- Document passage:
>>>

Recording simulation data

When doing research, I like setting up experiments in Julia to verify my theoretical findings or to simply make sense of the concepts I’m dealing with. The point is, my experiments are usually simple, small and I’d like to set them up and get data quickly.

Now, my problem is that eventually as my experiments grow in complexity it becomes cumbersome to store and handle the data generated by these simulations in a systematic way. I couldn’t find any information on how to store data in a “proper” way on here or other Julia forums.

As an example, I have a function run_test(params...) that takes around 6 parameters and outputs a vector of variable length specified by one of the parameters (the entries in the vector are 0, 1 or Nothing if it makes a difference). Say I want to run this test 1000 times for each combination of 2 parameters that I’m varying (while keeping other parameters fixed).

Should I create a DataFrame in which each row of data represents one run and contains the value of all parameters? Should my output vector be stored in a single cell of the DataFrame? Is it better to define a lot of columns to store each entry of the vector (provided I know how big it will ever get)?

Or should I store each 1000 runs as a vector of vectors and put in a Dict with the key containing the setup? I feel this is more efficient but harder to manipulate.

In general, is it worth it creating a struct that will hold the parameters or the output? Is it a good idea to store structs in a DataFrame or other data structures?

What if I want to keep the log of all past experiments? Should I load/save csv’s with DataFrames? JLD2 the dicts?

I hope these questions give an idea of what I’m struggling is. I feel like there must be good practices of working with data and I’d be very grateful for any pointers in that direction. Perhaps this is a more general question but I wonder if there is any advice that is specific to Julia.

Thanks a lot in advance!

Stas

1 Like

It sounds like you might be interested in DrWatson.jl which I think helps with this stuff (I have never tried it myself though).

10 Likes

You might want to look at https://github.com/JuliaDynamics/DrWatson.jl
As far as I understood, this package is exactly made for this purpose.

7 Likes

DrWatson.jl

From what I could gather from the web site/JuilaCon video:

DrWatson is mostly designed to ensure you have a reproducible experimental environment as you share it with colleagues.

  • So yes, DrWatson might be a good idea for keeping a log of all past experiments.

Also: DrWatson would indeed address your issue by auto-generating file names from your input parameters so you can store individual simulation results more easily. From there, you can probably choose whatever tool you wanted to save those sim runs to disk (ex: Write out DataFrames to disk or using csv or something).

<<<

- Problem A: According to the forum thread on recording simulation data, how does DrWatson make it easier to store individual simulation results?
- Problem B: Please continue the forum thread on recording simulation data from where it stops.

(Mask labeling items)
>>>

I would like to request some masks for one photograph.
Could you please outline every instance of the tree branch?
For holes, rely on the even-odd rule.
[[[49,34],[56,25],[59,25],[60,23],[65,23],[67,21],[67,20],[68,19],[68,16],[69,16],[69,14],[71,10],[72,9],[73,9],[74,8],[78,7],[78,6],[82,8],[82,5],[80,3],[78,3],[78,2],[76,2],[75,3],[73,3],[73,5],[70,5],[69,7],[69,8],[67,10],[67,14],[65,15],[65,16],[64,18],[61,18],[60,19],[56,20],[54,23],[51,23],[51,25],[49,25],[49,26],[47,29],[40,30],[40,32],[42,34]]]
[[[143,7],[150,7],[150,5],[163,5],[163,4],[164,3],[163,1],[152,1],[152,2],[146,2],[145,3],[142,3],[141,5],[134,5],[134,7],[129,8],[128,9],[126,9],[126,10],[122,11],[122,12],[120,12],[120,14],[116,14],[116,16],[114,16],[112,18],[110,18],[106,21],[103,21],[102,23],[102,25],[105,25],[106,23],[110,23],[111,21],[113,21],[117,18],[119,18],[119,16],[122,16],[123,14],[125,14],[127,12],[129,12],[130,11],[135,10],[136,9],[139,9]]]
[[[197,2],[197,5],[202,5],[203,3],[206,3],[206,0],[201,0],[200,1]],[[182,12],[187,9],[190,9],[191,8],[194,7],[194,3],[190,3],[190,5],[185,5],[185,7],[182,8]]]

<<<
>>>

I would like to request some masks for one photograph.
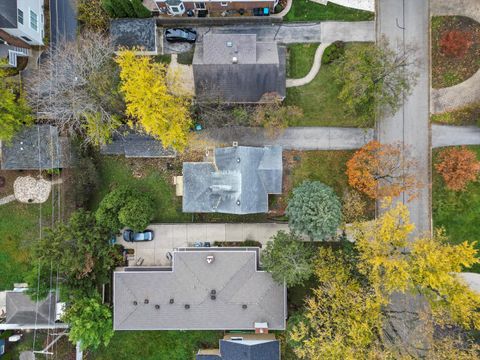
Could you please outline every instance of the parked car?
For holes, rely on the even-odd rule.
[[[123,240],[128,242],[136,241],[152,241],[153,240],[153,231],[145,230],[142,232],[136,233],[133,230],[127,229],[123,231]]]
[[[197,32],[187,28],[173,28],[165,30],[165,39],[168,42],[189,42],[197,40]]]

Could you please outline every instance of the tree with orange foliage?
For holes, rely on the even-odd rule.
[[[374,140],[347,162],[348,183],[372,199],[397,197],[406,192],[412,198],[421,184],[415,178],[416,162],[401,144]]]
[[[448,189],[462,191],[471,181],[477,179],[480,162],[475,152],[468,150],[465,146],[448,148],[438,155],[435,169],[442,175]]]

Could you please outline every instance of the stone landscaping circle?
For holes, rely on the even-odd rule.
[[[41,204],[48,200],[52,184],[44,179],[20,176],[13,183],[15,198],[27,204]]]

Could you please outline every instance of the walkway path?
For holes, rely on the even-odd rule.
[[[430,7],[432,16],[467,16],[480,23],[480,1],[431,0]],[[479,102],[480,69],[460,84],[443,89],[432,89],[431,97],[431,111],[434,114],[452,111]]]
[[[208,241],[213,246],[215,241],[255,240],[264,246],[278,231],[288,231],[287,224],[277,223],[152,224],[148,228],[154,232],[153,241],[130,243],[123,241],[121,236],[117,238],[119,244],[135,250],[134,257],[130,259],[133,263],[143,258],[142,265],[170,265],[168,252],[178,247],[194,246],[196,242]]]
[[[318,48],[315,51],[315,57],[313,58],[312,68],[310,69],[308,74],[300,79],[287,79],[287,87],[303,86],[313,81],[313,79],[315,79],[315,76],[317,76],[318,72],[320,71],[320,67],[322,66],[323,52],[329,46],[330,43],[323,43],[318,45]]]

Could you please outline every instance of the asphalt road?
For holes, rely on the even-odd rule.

<<<

- Task result A: It auto-generates file names from the input parameters.

- Task result B:
But I’m not sure that it directly addresses your issue for storing data.

HDF5.jl

If, on the other hand, you would like to store all your data to a single file, I would suggest a hierarchical data format or one that can store multi-dimensional arrays. HDF5 does both.

GitHub - JuliaIO/HDF5.jl: Save and load data in the HDF5 file format from Julia

From what I can gather, you will probably be generating fairly large amount of data - and HDF5 is a good format for that as well. It apparently has its issues, especially when deleting data, but I have found it to work very well for my applications.

  • If the data you are saving has a hyper-rectangular shape (table of Ni x Nj x Nk x … elements), you can simply stuff all of it in a single N-dimensional array, and write that directly to HDF5.
  • If, on the other hand, some of the simulation runs output vectors of different lengths, then I suggest creating a separate hierarchical “group” (like directories) for each run. Alternatively, you could simply write out separate datasets for each run, and embed parameter values in the name of said datasets.

One note: You might want to sub out nothing values with NaN values (using Floats instead of Ints or Bools). This will give you a means to represent nothing (as NaN) using HDF5’s built-in support for multi-dimensional arrays.

3 Likes

CMDimData.jl (using HDF5.jl)

GitHub - ma-laforge/CMDimData.jl: Parametric analysis/visualization +continuous-f(x) interpolation

If you want a solution that already deals with input parameter sweeps for:

  • running your math simultaneously on all swept values
  • storing the results to a single HDF5 file
  • plotting the entire dataset (or a subset of it) as if it was a single x,y vector

You might want to give CMDimData.jl a try.

I created an example below assuming those 1000 runs were monte-carlo iterations (though I only did 100):

using MDDatasets #Multi-dimensional functionnality
using CMDimData #Environment to save/plot data from MDDatasets
using CMDimData.EasyPlot #Generic plotting facilities

#Use InspectDR as plotting backend:
CMDimData.@includepkg EasyPlotInspect; pdisp = EasyPlotInspect.PlotDisplay()

#Use EasyData (and load HDF5 library):
CMDimData.@includepkg EasyData #Save multi-dimensional dataset to hdf5 file


#==Input data
====================================================#
npts = 200
samples_per_cycle = 50
xrng = 1:npts #Julia range
x = DataF1(1:npts) #x-values as function of 1 argument (vec of {x,y} pairs)


#==Simulation itself
====================================================#
function run_simulation(x, param1, param2)
	noise_floor = DataF1(x.x, randn(length(x))*.5)
	y = param1*cos(x*(2*pi/samples_per_cycle))+param2
	return y+noise_floor
end


#==Run simulation for all parameters (incl. monte-carlo iterations)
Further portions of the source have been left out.